AIM OF THE TASK:
Which polytopes are named in the talk abstracts?

DOCUMENT:
□ □ □ □

István Heckenberger, Borel subalgebras of quantum groups

Many of the representation theoretical and geometrical constructions in the theory of homogeneous spaces is based on the notion of Borel and parabolic subgroups of Lie or algebraic groups. Despite of this fact, in the theory of quantum groups one mainly works in a related context with the standard Borel subalgebras. In the talk I will discuss recent progress in the theory of right coideal and Borel subalgebras and give some examples. First applications to the representation theory of quantum groups are presented.

Valentina Kiritchenko, Newton-Okounkov polytopes and Schubert calculus

In toric geometry, Newton (or moment) polytopes provide a convenient convex geometric model for intersection theory on smooth toric varieties. It is tempting to use Newton-Okounkov polytopes to build a similar convex geometric model for non-toric varieties. For flag varieties in type $$A$$, this approach yields positive presentations of Schubert cycles by faces of the Gelfand-Zetlin polytope. I will talk about possible extensions of convex geometric Schubert calculus to type $$B$$ and $$C$$.

□ □ □ □

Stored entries
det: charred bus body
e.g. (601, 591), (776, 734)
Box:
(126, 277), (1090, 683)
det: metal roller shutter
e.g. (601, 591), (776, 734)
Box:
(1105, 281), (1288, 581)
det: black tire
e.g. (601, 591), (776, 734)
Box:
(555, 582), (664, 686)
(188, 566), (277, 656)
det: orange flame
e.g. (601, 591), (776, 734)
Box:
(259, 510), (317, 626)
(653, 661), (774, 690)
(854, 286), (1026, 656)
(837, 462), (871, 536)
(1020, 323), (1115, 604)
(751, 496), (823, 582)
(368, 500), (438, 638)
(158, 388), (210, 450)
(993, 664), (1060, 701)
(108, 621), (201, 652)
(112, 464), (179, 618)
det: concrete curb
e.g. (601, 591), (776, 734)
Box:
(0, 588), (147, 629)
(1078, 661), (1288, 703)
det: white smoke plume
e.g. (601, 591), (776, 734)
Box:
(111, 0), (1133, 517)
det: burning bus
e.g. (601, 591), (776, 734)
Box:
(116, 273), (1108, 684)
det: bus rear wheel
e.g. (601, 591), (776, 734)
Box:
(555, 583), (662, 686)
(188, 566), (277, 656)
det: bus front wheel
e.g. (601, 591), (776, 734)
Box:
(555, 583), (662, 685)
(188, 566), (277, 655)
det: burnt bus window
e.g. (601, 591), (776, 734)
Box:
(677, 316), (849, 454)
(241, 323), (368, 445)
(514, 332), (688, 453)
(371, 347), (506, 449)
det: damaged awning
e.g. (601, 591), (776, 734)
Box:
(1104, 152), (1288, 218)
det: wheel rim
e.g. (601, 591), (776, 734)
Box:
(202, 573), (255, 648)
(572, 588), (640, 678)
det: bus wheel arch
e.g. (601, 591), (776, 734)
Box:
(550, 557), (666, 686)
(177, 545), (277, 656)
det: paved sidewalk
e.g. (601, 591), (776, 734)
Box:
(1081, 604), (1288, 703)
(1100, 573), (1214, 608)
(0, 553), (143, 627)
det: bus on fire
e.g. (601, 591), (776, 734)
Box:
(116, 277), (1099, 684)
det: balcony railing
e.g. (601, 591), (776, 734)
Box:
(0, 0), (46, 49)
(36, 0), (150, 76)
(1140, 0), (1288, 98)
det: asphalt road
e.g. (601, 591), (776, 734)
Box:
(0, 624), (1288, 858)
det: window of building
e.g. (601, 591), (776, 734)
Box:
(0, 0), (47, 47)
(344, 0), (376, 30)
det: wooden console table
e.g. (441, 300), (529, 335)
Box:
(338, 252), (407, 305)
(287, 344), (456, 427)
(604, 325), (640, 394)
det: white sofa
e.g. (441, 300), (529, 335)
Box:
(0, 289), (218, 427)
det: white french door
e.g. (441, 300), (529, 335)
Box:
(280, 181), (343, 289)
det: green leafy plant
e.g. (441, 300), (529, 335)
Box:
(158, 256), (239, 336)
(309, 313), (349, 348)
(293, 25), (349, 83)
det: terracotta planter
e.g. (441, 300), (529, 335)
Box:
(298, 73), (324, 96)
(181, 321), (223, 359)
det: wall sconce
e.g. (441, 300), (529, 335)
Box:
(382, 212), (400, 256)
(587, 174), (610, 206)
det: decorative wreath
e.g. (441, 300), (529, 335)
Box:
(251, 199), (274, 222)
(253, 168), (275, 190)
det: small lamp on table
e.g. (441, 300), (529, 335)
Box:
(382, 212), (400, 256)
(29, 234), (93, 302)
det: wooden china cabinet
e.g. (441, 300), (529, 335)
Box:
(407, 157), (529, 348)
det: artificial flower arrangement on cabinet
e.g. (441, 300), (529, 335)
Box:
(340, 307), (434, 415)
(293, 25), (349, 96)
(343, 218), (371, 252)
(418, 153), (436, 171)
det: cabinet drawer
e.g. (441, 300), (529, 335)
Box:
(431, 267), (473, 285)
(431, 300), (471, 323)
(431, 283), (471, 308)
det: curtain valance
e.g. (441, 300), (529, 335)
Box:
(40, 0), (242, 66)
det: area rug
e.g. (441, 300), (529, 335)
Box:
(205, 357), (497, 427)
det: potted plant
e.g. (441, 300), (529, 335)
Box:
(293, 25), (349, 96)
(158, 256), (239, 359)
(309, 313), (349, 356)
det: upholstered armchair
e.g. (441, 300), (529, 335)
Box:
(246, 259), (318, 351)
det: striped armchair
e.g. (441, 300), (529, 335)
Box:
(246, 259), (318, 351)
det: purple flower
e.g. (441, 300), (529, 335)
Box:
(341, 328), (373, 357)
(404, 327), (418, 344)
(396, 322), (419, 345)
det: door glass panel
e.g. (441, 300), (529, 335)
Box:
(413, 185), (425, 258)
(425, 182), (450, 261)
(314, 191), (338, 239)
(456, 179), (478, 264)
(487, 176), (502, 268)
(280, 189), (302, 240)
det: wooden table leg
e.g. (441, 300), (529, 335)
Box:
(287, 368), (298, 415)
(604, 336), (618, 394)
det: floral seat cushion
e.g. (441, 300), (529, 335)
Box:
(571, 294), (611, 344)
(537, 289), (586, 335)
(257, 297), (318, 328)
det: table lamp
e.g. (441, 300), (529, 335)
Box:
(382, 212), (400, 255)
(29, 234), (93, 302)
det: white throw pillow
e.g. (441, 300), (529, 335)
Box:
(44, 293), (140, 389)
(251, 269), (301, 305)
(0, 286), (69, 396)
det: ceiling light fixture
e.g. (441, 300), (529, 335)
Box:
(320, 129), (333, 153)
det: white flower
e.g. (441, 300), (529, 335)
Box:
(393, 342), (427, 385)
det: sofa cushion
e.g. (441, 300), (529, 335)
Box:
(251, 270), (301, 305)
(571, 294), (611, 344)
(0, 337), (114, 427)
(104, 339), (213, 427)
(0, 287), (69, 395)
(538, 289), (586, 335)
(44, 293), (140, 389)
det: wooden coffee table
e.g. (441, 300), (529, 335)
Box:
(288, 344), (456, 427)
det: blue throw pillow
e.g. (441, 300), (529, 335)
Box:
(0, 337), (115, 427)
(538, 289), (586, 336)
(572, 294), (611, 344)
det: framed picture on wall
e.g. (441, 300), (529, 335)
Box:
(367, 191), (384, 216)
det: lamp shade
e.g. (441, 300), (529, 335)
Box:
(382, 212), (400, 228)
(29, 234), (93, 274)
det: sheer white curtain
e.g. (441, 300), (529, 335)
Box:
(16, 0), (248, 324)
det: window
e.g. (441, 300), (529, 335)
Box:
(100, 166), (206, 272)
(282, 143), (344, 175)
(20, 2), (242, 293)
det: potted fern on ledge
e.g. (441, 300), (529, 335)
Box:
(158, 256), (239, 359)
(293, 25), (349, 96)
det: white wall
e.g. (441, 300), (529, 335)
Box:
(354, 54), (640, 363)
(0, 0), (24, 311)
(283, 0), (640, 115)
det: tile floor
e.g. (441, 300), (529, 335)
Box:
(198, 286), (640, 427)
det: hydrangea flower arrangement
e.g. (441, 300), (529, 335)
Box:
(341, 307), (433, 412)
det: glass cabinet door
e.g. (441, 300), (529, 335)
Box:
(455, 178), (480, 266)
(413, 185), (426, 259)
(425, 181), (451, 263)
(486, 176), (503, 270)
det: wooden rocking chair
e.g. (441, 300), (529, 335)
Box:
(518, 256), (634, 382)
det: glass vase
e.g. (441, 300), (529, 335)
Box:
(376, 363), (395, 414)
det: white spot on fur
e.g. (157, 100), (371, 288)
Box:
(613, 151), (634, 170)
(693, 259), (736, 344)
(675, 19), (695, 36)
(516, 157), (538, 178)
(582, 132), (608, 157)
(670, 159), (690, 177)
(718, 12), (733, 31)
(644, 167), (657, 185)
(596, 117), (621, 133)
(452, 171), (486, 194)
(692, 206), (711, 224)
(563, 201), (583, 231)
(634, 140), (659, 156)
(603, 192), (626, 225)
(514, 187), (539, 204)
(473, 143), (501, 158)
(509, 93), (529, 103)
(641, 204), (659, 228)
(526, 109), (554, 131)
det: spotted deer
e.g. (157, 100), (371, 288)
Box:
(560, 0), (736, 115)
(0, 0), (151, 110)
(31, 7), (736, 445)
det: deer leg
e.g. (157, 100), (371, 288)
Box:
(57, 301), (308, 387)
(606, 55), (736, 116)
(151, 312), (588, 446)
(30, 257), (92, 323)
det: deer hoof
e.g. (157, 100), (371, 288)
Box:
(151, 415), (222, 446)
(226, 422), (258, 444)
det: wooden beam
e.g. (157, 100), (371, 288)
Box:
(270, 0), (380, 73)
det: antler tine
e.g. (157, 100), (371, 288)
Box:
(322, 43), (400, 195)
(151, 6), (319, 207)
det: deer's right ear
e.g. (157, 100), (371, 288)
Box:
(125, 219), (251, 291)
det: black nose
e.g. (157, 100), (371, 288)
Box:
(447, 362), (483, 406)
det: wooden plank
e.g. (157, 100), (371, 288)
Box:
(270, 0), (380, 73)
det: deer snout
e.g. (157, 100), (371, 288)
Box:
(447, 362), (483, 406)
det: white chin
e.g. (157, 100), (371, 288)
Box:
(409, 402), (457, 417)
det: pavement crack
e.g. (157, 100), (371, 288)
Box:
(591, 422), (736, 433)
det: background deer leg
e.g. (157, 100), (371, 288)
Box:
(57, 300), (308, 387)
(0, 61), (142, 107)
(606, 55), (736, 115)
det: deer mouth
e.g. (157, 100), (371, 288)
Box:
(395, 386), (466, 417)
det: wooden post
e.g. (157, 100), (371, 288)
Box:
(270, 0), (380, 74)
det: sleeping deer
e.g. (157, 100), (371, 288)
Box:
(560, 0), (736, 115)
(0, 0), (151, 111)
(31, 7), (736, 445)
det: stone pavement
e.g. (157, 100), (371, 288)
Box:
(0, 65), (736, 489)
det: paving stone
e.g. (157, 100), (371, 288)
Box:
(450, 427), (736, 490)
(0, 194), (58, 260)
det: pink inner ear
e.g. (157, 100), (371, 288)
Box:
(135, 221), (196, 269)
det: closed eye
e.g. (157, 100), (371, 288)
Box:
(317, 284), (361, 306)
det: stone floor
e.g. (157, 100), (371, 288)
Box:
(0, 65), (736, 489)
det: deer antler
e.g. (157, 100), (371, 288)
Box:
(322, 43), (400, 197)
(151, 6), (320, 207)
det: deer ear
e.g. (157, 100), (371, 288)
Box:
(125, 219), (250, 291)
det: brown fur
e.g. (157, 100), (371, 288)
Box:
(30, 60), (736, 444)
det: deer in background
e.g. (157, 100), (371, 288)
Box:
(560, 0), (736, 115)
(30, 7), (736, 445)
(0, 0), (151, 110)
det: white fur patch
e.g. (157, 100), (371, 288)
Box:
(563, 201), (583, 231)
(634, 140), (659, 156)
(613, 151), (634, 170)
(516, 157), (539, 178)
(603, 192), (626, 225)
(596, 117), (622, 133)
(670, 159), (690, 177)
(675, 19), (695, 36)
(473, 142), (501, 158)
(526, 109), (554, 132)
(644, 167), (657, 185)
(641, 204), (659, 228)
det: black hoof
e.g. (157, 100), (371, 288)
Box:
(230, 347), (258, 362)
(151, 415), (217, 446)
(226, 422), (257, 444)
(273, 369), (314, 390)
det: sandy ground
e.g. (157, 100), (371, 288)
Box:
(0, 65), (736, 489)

□ □ □ □

SOLUTION:
Newton (or moment) polytopes, Newton-Okounkov polytopes, and the Gelfand-Zetlin polytope.